Entries from an annotation dataset

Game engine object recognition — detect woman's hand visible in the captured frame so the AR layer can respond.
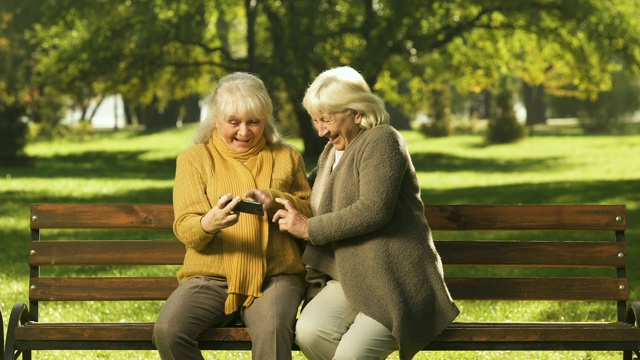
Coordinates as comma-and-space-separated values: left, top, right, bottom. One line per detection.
273, 198, 309, 240
200, 194, 240, 234
244, 189, 275, 212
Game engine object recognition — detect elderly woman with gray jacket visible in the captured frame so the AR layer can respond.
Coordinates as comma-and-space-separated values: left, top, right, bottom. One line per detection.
273, 67, 459, 359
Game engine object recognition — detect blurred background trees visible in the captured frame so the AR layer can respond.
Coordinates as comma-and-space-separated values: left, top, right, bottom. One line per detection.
0, 0, 640, 163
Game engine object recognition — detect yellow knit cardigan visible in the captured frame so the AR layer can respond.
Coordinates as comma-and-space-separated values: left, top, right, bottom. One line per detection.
173, 136, 311, 312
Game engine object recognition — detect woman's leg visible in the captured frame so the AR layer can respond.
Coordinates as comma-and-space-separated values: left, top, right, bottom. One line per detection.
333, 313, 398, 360
153, 277, 234, 360
296, 280, 358, 360
242, 275, 304, 360
296, 281, 398, 360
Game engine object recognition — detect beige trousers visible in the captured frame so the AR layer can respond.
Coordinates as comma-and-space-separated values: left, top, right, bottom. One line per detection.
295, 280, 398, 360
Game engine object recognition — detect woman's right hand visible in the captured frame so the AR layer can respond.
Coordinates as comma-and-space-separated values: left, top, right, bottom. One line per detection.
200, 194, 241, 234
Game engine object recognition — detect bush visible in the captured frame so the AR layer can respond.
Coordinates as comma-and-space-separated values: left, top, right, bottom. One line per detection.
0, 103, 28, 166
486, 78, 525, 144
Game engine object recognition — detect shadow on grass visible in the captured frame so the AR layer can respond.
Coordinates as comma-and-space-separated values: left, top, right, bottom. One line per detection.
411, 152, 566, 173
3, 151, 176, 180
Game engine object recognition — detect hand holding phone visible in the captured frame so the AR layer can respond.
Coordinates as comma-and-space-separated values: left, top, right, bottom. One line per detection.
225, 195, 264, 216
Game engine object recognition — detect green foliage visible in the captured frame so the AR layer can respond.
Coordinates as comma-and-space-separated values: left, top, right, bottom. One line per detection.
549, 71, 640, 133
419, 85, 451, 137
0, 125, 640, 360
0, 0, 640, 160
486, 76, 525, 144
0, 101, 28, 166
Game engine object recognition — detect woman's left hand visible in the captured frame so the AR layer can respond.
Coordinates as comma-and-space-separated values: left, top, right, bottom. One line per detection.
244, 189, 274, 211
273, 198, 309, 240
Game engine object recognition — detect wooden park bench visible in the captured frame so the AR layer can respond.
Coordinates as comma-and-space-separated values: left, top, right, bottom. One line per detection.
5, 204, 640, 360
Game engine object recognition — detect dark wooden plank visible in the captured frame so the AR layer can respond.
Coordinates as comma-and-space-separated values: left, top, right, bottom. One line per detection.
29, 240, 627, 267
435, 241, 627, 267
16, 323, 251, 341
29, 277, 629, 301
29, 240, 185, 266
31, 203, 627, 231
29, 277, 178, 301
15, 322, 640, 342
31, 203, 173, 229
445, 277, 629, 301
425, 205, 627, 231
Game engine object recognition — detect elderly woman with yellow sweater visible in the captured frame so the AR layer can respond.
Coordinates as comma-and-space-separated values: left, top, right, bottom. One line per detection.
153, 73, 311, 360
273, 67, 458, 360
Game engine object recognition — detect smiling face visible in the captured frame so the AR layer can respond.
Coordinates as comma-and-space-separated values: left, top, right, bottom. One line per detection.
313, 112, 362, 150
218, 116, 266, 153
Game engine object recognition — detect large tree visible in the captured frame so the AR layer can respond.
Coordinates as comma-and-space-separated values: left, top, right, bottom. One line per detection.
4, 0, 640, 160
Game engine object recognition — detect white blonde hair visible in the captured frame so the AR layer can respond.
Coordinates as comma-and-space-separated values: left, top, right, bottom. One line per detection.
302, 66, 389, 129
194, 72, 282, 144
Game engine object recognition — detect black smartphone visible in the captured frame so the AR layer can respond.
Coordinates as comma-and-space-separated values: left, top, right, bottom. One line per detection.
225, 199, 264, 215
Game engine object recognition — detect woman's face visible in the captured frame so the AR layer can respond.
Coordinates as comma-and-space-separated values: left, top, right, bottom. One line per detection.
218, 116, 266, 153
313, 111, 361, 150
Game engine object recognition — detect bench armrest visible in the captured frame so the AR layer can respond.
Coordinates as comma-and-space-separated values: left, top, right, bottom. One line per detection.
626, 301, 640, 327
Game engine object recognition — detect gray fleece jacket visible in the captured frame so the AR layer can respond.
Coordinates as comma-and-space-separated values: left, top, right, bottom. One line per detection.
302, 125, 459, 359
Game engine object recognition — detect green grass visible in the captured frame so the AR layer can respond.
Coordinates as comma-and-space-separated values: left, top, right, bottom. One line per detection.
0, 123, 640, 359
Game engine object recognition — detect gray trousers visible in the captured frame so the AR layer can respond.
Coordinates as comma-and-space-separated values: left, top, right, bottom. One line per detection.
153, 275, 304, 360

*Aim:*
Reproduce every line of the items above word for word, leaving out the pictures.

*Exercise response:*
Game engine object recognition — detect woman's hand visible in the captured frame so the AR layer can respond.
Coordinates as comma-and-space-separated values: left, top, right, bottom. One line per detection.
273, 198, 309, 240
200, 194, 240, 234
244, 189, 275, 212
Game engine object recognition — detect elderly woman with gray jacket visible in the captured frame so the AR layer can respond.
Coordinates as comma-and-space-separated values: left, top, right, bottom. One line per detection.
273, 67, 459, 359
Game engine object recognition — detect blurred background trees visible in the captured frame so the AR layer can respond.
Coordinates as comma-and-space-separated values: left, top, right, bottom. One line per detection.
0, 0, 640, 163
Game engine object recognition — detect yellow knit cardigan visible in the captured frame so the AR layer can respond.
Coordinates as comma-and-space-separated values: left, top, right, bottom. One line per detection.
173, 136, 311, 312
Game engine object recognition — detect woman's leg visible in the captured frame so the AR layer can respond.
Coordinates as comma-and-space-separated values: left, top, right, bottom. One line per detection.
333, 313, 398, 360
153, 277, 234, 360
296, 280, 358, 360
242, 275, 304, 360
296, 281, 398, 360
Game engine object recognition — detect beige trousers visible in the captured frame so the AR layer can respond.
Coordinates as comma-and-space-separated values: left, top, right, bottom. One line per detection.
295, 280, 398, 360
Game engine object recognition — detect woman's right hand visible in the captured frame so the AR layer can respond.
Coordinates as comma-and-space-separated values: left, top, right, bottom. One line per detection.
200, 194, 241, 234
Game engine object recognition — detect bush visible in the captured frame so the AR layer can respond.
Coordinates as comma-and-space-separated values: left, top, right, bottom. One line per detection.
0, 103, 28, 166
486, 78, 525, 144
Game engine object recognition — detect shadow on grass visible in the captured frame so the AR layer can respond.
Coordinates as comma-and-space-separated values: left, top, right, bottom. One line per detection.
411, 152, 566, 173
3, 151, 176, 180
Game engine object recognition — detect hand holding phone visible in the captured frame so the AR layer can respond.
Coordinates as comma-and-space-separated values: left, top, right, bottom. One line per detection.
225, 195, 264, 216
Game engine object recognition — detect green foliage visible in the captured frame so the AR layer can respond.
Coordinates as comma-and-space-separated values: left, top, right, bottom. One line per detection.
549, 71, 640, 133
419, 85, 451, 137
0, 125, 640, 360
0, 0, 640, 160
486, 76, 525, 144
0, 101, 28, 166
Game engine object recognition — detect woman's left hand visible in the captured frame so the AR layer can respond.
Coordinates as comma-and-space-separated values: left, top, right, bottom. One line per detection.
244, 189, 274, 211
273, 198, 309, 240
Game engine object recognition — detect wooden park bench visible in the captured frame so the AR layer can respond.
Coordinates as comma-and-space-separated values: left, top, right, bottom. One line per detection.
5, 204, 640, 360
Game engine object recognition — detect dark wooden plank visible in the captured frame so the AR layer can respond.
Coordinates as comma-and-space-separated values: left, top, right, bottom. One line per detection.
29, 240, 627, 267
435, 241, 627, 267
16, 323, 251, 341
29, 277, 629, 301
29, 240, 185, 266
31, 203, 627, 231
29, 277, 178, 301
15, 322, 640, 342
31, 203, 173, 229
445, 277, 629, 301
425, 205, 627, 231
Game engine object recognition — detect elderly woman with yellow sweater visible in the captured frame so the AR layer can respond.
Coordinates as comma-and-space-separated values: left, top, right, bottom. One line per detection.
153, 73, 311, 360
273, 67, 458, 360
Game engine object recognition — detect smiling face visible in the captured frame so the AR layer can respond.
Coordinates as comma-and-space-separated values: left, top, right, bottom. One line per detection.
313, 112, 362, 150
218, 116, 266, 153
Game engine object recognition — detect large tree visible in the captured frame so the AR layer can respond.
Coordinates as comma-and-space-separated values: left, top, right, bottom. One line per detection.
4, 0, 640, 160
Game engine object recognition — detect white blonde hair visible in the captured frame so the AR layer can respond.
Coordinates as comma-and-space-separated values: left, top, right, bottom. One line per detection.
302, 66, 389, 129
194, 72, 282, 144
Game engine object recognition — detect black smartphone visible in the captured frame so the AR layer can respond.
Coordinates as comma-and-space-separated values: left, top, right, bottom. One line per detection.
225, 199, 264, 215
Game engine object recognition — detect woman's face visible in the captured frame so the AR layer can respond.
Coordinates as comma-and-space-separated values: left, top, right, bottom. One line per detection.
218, 116, 266, 153
313, 111, 361, 150
Game engine object recognition — detect bench armrest visible in the captured frame so the AR layer can respond.
Coordinates as comma-and-space-separated values: left, top, right, bottom. One line per detection.
626, 301, 640, 327
Game engine object recognition — detect gray fleece jacket visible in the captured frame so the AR layer can respond.
Coordinates as comma-and-space-separated values: left, top, right, bottom. One line per detection.
302, 125, 459, 359
Game engine object recognition — detect green grass visible in the captured frame so the AR layer can respond.
Coordinates as comma-and-space-separated values: left, top, right, bottom. One line per detection.
0, 123, 640, 359
Game engine object recognition — detect gray trousers visible in the captured frame so the AR layer can respond.
Coordinates as comma-and-space-separated values: left, top, right, bottom. One line per detection.
153, 275, 304, 360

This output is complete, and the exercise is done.